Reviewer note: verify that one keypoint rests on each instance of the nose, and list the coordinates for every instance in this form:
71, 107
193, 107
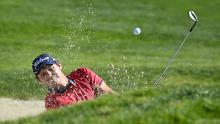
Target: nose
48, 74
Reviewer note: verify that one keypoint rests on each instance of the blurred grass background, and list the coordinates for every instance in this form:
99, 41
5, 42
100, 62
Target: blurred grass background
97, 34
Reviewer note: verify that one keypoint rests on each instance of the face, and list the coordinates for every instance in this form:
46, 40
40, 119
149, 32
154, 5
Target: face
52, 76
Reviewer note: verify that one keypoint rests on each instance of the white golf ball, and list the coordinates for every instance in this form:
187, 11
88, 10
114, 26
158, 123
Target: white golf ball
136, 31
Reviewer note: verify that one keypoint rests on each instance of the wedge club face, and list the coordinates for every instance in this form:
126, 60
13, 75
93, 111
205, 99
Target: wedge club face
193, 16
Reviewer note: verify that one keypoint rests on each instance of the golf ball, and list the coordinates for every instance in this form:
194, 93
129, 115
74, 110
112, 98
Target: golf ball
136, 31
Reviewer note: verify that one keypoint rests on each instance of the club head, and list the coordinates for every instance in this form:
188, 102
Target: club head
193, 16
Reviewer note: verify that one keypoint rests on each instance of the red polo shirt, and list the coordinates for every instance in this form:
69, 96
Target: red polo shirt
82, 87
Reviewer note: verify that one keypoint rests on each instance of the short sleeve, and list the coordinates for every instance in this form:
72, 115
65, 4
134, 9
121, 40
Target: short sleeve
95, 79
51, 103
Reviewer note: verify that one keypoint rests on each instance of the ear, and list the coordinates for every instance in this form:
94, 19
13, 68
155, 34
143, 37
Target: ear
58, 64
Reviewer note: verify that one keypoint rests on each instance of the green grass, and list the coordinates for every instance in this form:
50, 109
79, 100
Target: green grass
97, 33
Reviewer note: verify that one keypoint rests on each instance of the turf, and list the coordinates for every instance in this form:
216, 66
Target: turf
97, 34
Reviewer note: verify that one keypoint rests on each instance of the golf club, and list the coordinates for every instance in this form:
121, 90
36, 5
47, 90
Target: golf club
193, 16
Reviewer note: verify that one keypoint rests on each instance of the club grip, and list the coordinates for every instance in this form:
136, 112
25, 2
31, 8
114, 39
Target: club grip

§ §

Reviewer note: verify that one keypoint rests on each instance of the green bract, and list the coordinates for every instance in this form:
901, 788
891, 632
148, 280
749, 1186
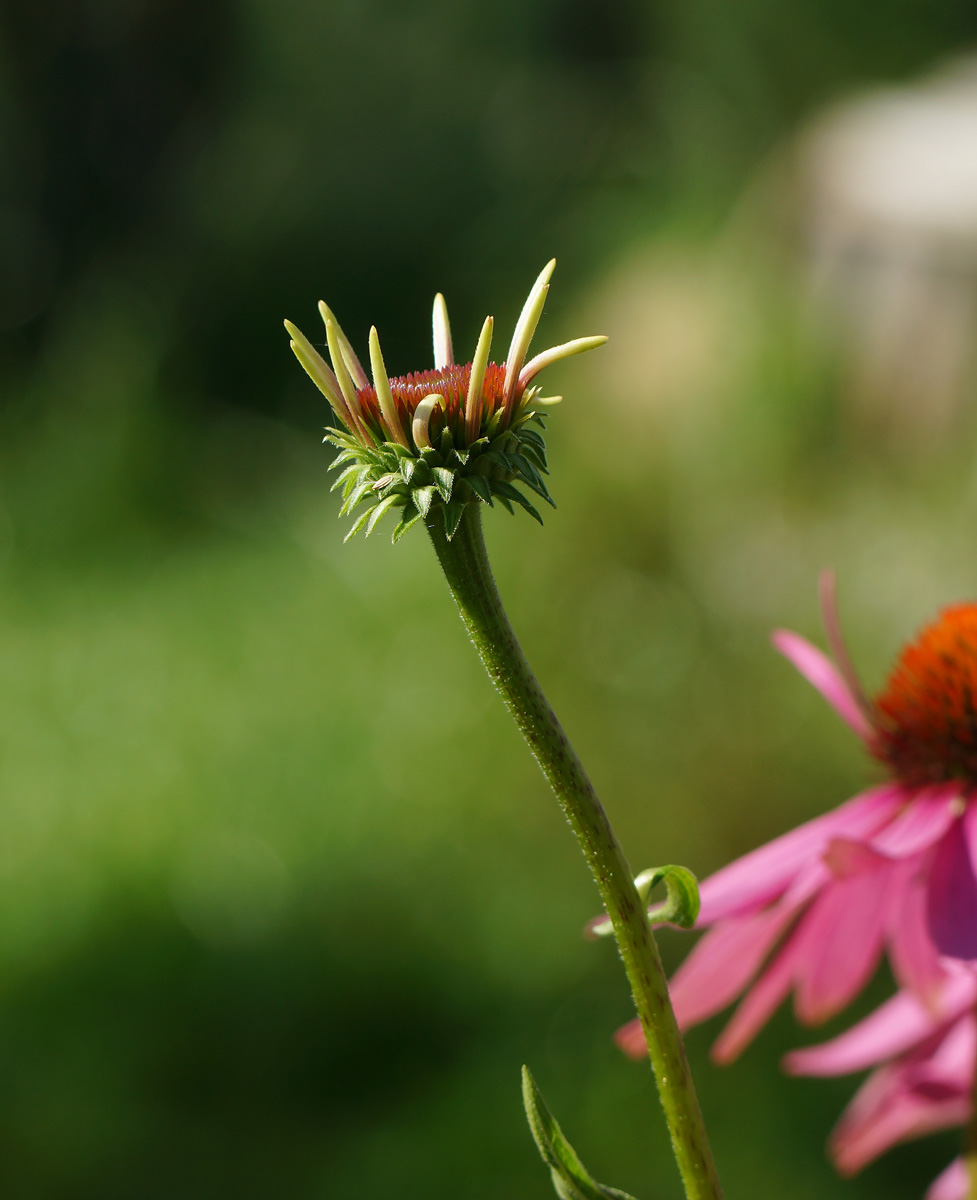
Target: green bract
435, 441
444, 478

§ §

- PROBLEM STATEMENT -
From the data above, copy each line that has the string "grip".

- EXERCISE RESPONSE -
Reviewer note: verify that one keypoint rests on each instance of the club grip, and list the coordinates for every instance in this form:
Target: club grip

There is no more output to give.